**AIM**
The data below is to be returned in full and exactly.

#####

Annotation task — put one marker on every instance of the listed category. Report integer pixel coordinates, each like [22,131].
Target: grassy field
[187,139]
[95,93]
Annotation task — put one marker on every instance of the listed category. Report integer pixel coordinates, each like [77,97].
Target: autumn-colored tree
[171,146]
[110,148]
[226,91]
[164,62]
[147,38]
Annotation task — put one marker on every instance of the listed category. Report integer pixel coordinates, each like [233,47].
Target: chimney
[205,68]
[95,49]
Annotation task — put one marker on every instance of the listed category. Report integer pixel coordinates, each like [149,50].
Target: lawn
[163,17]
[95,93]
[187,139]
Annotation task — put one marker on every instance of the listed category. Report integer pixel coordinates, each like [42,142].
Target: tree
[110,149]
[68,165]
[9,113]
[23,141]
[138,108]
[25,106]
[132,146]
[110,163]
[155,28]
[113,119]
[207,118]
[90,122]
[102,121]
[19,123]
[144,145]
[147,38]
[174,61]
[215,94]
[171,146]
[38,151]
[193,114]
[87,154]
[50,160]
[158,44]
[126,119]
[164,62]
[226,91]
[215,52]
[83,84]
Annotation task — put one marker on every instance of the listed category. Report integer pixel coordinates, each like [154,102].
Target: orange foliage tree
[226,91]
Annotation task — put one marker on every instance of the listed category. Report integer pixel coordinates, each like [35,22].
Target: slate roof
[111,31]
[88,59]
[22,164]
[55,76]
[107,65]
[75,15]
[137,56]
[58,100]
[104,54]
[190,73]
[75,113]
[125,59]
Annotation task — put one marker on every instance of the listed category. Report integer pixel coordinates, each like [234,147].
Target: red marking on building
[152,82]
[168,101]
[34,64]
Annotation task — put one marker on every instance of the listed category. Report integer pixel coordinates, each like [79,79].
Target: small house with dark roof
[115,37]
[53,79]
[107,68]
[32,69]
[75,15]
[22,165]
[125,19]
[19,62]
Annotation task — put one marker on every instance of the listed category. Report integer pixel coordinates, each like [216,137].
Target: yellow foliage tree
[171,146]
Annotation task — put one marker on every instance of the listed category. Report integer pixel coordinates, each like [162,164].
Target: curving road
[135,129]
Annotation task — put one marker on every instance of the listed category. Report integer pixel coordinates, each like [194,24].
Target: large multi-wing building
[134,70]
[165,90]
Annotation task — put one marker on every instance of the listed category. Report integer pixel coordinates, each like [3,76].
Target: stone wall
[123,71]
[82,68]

#####

**EXPECTED ANSWER**
Annotation task — put one marker on every instance of the listed category. Report integer pixel coordinates, each like [22,131].
Target: grassy field
[187,139]
[95,93]
Annotation task — put one marker on every instance of the listed category. Report integer pixel coordinates, each like [77,97].
Target: autumn-colored tree
[171,146]
[110,148]
[226,91]
[164,62]
[147,38]
Annotation task — put one marker on every instance of the listed category. Report integer pixel coordinates, each like [233,47].
Target: chimney
[205,68]
[95,49]
Annotation task — put one marker on every instance of the listed category. Report integer pixel coordinates, each like [149,50].
Target: lawn
[163,17]
[95,93]
[187,139]
Annotation task — put one marker on every instance of the listed category. Report integer pixel coordinates, each like [42,142].
Target: tree
[110,149]
[68,165]
[9,113]
[23,141]
[138,108]
[25,106]
[132,146]
[110,163]
[155,28]
[113,119]
[207,118]
[90,122]
[102,121]
[19,123]
[144,145]
[147,38]
[174,61]
[215,94]
[171,146]
[38,151]
[193,114]
[87,154]
[50,160]
[158,44]
[126,119]
[164,62]
[226,91]
[215,52]
[83,84]
Annotation task — put one marker on every instance of the listed category. Report integer pixel coordinates, each like [154,102].
Target: orange foliage tree
[226,91]
Annotation task — put one marker on every instance of the listed category. Report integer pixel coordinates, each like [35,22].
Target: slate roof
[111,31]
[88,59]
[22,164]
[55,76]
[107,65]
[75,15]
[137,56]
[58,100]
[104,54]
[190,73]
[75,113]
[125,59]
Annotation task — put one marker on every instance of the listed category. Report integer pixel coordinates, each like [234,147].
Target: red marking on building
[152,82]
[168,101]
[34,64]
Annotation task — put one marker on every instance of the listed category. Report integer pixel coordinates, each like [79,79].
Target: small house with dark roof
[115,37]
[53,79]
[107,68]
[32,69]
[75,15]
[22,165]
[125,19]
[19,62]
Annotation task — put one marker on every instance of the listed category. Report integer pixel coordinates, each like [216,137].
Target: yellow foliage tree
[171,146]
Annotation task — put one marker on every instance of the listed category. Report integer pixel coordinates, each like [162,164].
Target: curving road
[135,129]
Annotation task — put one marker on every instance of the listed category. Report integer pixel coordinates, each like [194,24].
Target: large multi-wing building
[134,70]
[165,90]
Annotation task — put one marker on every instance of the listed category. Report integer pixel coordinates, each like [3,76].
Target: stone wall
[123,71]
[82,68]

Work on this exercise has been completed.